> _REQUIREMENTS_:
Write the lines from the start of the records through the line that contains "M 256 168 L 254 0 L 0 2 L 0 169 Z" as a JSON list of strings, with one string per line and no blank lines.

> _GIVEN DATA_:

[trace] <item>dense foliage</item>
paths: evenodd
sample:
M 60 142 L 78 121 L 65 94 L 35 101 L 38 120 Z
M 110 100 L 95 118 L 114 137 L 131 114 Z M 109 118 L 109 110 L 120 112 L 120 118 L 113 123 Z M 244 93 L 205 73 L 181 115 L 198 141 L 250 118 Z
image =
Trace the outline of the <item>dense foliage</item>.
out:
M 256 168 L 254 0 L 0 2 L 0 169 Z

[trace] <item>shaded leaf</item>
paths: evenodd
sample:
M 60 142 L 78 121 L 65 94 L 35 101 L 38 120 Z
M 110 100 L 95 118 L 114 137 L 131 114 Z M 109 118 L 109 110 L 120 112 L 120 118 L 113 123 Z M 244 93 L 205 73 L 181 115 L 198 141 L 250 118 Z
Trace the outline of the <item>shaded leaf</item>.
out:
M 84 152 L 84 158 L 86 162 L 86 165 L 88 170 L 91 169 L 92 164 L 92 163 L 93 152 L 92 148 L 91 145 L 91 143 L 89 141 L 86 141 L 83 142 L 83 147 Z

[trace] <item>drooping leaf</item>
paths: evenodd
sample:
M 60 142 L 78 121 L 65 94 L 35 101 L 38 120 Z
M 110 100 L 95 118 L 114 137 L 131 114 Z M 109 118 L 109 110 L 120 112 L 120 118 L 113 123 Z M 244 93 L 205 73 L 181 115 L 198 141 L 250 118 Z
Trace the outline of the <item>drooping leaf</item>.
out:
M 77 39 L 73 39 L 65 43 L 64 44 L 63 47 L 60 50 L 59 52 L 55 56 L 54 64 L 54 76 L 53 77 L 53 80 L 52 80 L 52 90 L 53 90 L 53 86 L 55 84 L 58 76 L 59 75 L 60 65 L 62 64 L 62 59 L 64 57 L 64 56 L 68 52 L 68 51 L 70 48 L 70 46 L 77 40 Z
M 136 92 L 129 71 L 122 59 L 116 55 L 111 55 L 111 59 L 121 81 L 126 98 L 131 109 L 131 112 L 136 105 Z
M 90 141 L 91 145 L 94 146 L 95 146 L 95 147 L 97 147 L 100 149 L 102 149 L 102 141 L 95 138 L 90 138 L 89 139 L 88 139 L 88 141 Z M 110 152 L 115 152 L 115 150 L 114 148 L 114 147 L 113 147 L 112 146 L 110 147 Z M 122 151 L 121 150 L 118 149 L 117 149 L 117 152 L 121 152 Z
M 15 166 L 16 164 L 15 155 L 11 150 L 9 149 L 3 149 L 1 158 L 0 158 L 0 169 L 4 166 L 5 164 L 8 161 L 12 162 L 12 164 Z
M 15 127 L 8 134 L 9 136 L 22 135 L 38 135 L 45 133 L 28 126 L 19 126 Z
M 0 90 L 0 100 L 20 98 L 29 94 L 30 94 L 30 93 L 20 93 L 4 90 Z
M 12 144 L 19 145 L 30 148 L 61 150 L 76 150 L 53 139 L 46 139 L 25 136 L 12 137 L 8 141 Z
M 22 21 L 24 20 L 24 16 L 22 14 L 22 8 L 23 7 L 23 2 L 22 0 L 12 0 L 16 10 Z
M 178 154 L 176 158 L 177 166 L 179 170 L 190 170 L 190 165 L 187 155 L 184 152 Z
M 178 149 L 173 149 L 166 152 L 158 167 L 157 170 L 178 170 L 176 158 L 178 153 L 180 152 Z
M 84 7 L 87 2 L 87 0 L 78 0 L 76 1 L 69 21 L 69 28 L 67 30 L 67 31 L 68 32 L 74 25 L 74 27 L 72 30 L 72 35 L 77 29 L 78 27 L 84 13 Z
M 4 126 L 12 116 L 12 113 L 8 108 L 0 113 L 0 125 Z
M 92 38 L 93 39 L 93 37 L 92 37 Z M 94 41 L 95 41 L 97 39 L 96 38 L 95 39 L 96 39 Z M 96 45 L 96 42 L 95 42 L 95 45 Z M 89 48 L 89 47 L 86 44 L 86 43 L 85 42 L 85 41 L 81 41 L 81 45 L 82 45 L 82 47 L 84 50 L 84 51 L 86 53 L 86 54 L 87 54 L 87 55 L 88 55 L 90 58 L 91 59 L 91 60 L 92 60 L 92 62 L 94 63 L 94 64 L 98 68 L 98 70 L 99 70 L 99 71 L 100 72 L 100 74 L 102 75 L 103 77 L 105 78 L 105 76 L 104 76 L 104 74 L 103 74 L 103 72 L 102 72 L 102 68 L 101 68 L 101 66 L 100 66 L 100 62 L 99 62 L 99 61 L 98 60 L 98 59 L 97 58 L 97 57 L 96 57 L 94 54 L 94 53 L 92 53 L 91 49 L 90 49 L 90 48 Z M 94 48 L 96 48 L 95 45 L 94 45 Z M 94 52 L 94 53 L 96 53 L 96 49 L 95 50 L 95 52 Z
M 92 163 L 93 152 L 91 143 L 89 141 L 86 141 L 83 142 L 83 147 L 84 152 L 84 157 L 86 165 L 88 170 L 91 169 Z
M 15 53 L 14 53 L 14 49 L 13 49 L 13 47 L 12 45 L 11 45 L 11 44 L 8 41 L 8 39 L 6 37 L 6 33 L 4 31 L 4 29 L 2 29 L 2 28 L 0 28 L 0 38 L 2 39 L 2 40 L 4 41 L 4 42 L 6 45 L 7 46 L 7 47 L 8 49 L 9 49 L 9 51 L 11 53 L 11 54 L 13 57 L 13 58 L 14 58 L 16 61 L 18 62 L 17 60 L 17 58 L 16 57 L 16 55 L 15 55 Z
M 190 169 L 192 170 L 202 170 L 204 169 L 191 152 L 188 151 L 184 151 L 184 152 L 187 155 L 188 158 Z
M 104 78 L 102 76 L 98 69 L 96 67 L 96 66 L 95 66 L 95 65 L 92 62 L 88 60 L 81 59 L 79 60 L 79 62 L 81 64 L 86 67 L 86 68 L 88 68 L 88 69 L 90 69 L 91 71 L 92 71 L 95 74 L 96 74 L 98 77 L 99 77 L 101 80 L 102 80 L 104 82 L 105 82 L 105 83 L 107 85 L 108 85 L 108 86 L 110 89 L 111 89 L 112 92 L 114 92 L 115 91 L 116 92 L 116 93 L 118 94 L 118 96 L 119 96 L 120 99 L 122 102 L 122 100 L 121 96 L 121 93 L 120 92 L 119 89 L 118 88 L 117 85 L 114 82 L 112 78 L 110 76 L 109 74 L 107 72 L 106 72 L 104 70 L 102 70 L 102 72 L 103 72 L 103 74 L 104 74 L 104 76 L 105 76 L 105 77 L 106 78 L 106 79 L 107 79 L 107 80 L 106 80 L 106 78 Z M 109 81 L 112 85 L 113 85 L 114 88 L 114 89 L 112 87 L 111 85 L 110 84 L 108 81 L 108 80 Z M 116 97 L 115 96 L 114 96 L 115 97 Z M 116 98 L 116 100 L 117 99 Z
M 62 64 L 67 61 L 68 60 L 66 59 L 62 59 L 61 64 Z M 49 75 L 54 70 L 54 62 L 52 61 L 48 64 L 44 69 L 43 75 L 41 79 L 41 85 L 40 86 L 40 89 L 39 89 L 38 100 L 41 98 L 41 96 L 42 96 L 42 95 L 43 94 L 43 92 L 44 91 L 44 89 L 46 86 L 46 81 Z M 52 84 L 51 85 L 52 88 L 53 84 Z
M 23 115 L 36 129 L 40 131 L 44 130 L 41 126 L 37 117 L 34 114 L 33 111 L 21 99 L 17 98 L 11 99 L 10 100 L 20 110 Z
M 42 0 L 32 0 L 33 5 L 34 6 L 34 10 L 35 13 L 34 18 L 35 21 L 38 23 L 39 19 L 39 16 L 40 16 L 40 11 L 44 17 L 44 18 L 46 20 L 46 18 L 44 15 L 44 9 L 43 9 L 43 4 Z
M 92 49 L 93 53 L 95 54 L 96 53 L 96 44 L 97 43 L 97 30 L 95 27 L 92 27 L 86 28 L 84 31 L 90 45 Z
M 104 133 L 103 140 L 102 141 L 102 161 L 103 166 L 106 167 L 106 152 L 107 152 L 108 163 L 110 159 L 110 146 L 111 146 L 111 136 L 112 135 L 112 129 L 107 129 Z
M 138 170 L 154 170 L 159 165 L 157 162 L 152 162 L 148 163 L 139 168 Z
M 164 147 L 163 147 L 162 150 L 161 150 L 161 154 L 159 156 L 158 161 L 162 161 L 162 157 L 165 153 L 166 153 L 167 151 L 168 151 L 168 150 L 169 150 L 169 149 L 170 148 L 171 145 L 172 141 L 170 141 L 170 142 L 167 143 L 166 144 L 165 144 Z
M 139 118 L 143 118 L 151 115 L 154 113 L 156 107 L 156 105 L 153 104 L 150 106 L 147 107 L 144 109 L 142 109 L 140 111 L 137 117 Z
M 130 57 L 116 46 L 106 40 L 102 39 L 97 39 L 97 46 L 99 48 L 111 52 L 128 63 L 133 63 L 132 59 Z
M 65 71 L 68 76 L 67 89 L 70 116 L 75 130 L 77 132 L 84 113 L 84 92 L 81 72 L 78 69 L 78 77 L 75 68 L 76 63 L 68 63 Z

> _RESPONSE_:
[
  "[trace] <item>dense foliage</item>",
  "paths: evenodd",
  "sample:",
  "M 60 142 L 78 121 L 65 94 L 35 101 L 38 120 Z",
  "M 110 100 L 95 118 L 114 137 L 131 114 Z M 109 118 L 109 110 L 120 112 L 120 118 L 113 123 Z M 244 93 L 205 73 L 181 115 L 198 141 L 250 118 Z",
  "image =",
  "Trace the outline of the <item>dense foliage</item>.",
  "out:",
  "M 256 168 L 254 0 L 0 2 L 0 169 Z"
]